● **Written exercise 1**: In the Graves profile below, how many popular votes did the 1908 Independence Party ticket receive?
● **Written exercise 2**: Rewrite the paragraph of the Graves profile that begins "The Independence Party grew out of" as a bulleted list that keeps its main facts.
● **Written exercise 3**: Please carry the Graves profile further, picking up after its last sentence.

● **Given passage**:
┄┄┄┄┄┄

John Temple Graves, November 9, 1856 (Willington, SC) – August 8, 1925 (Washington, DC)
VP candidate for Independence Party (aka Independence League aka National Independence League) (1908)
Running mate with nominee: Thomas L. Hisgen (1858-1925)
Popular vote: 82,574 (0.55%)
Electoral vote: 0/483
The campaign:
The Independence Party grew out of William Randolph Hearst's 1904 Municipal Ownership League, created as a springboard for his 1905 run and razor-thin loss for the office of Mayor of New York. Some historians believe the Independence Party, created in 1906, was Hearst's way of punishing William Jennings Bryan (the Democratic nominee in 1908). Hearst apparently felt Bryan had worked against his own quest for the Democratic nomination in 1904. Although not a candidate himself in 1908, the party is an early example of a millionaire single-handedly orchestrating the actions of a third party.
The vice-presidential candidate John Temple Graves, one of Hearst's writers, was quite possibly one of the most vocal avowed racists of his era (which is saying a lot). He advocated lynching, segregation, and the Ku Klux Klan in speeches and articles.

┄┄┄┄┄┄

● **Provided information**:
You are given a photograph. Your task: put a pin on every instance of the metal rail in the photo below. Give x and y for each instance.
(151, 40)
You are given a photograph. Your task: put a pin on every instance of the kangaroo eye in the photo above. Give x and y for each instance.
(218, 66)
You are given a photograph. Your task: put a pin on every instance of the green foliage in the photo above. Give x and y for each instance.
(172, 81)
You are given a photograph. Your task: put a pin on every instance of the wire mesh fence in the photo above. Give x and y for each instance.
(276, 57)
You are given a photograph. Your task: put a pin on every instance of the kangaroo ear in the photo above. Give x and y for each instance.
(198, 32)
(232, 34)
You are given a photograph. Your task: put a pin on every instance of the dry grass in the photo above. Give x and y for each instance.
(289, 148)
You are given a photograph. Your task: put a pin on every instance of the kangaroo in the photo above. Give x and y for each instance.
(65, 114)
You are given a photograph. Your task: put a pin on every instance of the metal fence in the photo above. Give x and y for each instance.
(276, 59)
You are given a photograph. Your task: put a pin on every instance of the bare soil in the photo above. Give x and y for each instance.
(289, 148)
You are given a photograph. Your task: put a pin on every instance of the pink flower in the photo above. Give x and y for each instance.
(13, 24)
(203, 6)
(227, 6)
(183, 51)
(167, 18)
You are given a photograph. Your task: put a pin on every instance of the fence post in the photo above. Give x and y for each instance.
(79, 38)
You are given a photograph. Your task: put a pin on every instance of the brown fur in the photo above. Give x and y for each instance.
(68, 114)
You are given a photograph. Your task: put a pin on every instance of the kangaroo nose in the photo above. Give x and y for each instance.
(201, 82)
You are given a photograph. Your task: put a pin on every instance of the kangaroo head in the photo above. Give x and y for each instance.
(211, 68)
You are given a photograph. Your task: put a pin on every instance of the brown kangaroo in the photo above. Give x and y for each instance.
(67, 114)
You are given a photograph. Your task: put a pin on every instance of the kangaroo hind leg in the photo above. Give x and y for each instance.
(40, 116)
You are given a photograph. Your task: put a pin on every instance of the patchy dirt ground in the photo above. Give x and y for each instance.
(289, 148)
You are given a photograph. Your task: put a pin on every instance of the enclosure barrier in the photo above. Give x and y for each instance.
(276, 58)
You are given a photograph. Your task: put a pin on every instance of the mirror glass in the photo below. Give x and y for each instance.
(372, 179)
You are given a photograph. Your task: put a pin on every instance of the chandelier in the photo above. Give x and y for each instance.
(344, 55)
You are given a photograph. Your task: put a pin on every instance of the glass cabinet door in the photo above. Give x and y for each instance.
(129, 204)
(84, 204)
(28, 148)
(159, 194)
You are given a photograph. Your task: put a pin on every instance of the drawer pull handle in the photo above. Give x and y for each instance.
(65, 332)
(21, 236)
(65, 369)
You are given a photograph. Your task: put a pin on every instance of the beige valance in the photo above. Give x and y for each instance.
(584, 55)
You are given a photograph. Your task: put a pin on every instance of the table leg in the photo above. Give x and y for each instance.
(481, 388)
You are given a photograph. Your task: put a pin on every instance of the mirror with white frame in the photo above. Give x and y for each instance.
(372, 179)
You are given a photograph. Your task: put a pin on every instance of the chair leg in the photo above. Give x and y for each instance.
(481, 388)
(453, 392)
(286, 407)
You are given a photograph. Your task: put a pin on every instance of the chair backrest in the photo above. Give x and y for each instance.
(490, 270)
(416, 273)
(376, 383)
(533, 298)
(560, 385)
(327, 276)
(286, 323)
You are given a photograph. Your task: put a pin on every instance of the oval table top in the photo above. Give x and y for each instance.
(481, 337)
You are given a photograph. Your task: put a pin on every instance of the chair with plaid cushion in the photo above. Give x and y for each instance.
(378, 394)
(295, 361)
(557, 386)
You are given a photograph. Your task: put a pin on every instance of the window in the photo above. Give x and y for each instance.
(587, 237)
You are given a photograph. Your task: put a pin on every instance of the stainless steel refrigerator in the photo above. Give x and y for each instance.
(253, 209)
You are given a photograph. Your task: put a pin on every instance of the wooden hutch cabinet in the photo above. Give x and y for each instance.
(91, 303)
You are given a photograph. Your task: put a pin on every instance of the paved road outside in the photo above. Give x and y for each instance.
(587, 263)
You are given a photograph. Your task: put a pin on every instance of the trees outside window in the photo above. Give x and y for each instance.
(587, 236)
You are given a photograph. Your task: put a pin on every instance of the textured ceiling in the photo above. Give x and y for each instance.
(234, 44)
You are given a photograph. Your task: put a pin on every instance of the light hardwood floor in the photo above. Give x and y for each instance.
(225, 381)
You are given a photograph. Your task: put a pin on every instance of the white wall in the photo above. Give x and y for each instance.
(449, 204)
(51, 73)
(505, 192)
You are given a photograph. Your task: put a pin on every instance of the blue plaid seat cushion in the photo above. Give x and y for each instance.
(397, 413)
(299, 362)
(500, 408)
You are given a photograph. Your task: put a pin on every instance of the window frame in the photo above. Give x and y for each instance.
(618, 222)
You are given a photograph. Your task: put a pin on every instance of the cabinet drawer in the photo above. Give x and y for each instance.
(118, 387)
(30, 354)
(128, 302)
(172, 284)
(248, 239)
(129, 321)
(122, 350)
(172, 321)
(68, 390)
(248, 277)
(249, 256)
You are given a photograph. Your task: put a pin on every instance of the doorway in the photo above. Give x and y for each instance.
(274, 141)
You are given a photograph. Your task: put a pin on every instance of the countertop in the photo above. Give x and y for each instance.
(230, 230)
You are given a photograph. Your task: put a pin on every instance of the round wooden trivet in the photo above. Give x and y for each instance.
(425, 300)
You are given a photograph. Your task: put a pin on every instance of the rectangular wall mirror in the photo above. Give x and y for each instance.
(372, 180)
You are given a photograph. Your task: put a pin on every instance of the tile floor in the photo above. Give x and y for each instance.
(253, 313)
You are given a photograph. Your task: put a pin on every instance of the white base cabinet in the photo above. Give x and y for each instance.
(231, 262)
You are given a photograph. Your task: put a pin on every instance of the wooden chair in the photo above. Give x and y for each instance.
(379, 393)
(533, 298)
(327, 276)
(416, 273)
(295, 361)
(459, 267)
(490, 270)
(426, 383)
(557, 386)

┄┄┄┄┄┄

● **Right answer 1**: 82,574 popular votes (0.55%).

● **Right answer 2**:
- The Independence Party grew out of William Randolph Hearst's Municipal Ownership League, founded in 1904.
- That league was a springboard for Hearst's 1905 run for Mayor of New York, which he lost by a razor-thin margin.
- The Independence Party was created in 1906.
- Some historians believe Hearst created it to punish William Jennings Bryan, the 1908 Democratic nominee.
- Hearst apparently felt Bryan had worked against his bid for the Democratic nomination in 1904.
- Hearst was not a candidate in 1908.
- The party is an early example of a millionaire single-handedly directing a third party.

● **Right answer 3**:
The Independence Party platform included: support for initiative and referendum, 8-hour day, prohibition of convict and child labor, creation of a Dept. of Labor, statehood for Arizona and New Mexico, "exclusion of Asiatic cheap labor," direct election of US Senators, and a graduated income tax.
They were on the ballot in all but six states placing a distant 5th place nationally. Their best showing was in Massachusetts (4.21%) the home state of their presidential candidate. They had an especially miserable showing in Graves' home state of Georgia (0.06%) probably due to the fact it was also home to Populist Party presidential nominee Thomas Watson (who won 12.59% of the Peach State's vote) and who was another vocal avowed racist of his era.
The Independence Party feebly struggled on until 1914, with many of the members eventually returning to the Democratic Party.
Election history:
1886 - Democratic nomination for US House of Representatives (Fla.) - defeated
1905 or 1906 - US Senate (Ga.) (Democratic) - defeated or withdrew
1908 - Independence Party nomination for US President - defeated
Other occupations: Democratic Party presidential elector 1884 (Fla.) - 1888 (Ga.), teacher, newspaper editor, orator
Buried: Westview Cemetery (Atlanta, Ga.)
Notes:
Great-grandnephew of John C. Calhoun.
Rejoined the Democratic Party in 1912.
Wrote race-baiting incendiary articles in his newspaper and some historians place responsibility on
him for creating an atmosphere that led to the Atlanta riots of 1906.
Was an early supporter of the Stone Mountain Confederate carving.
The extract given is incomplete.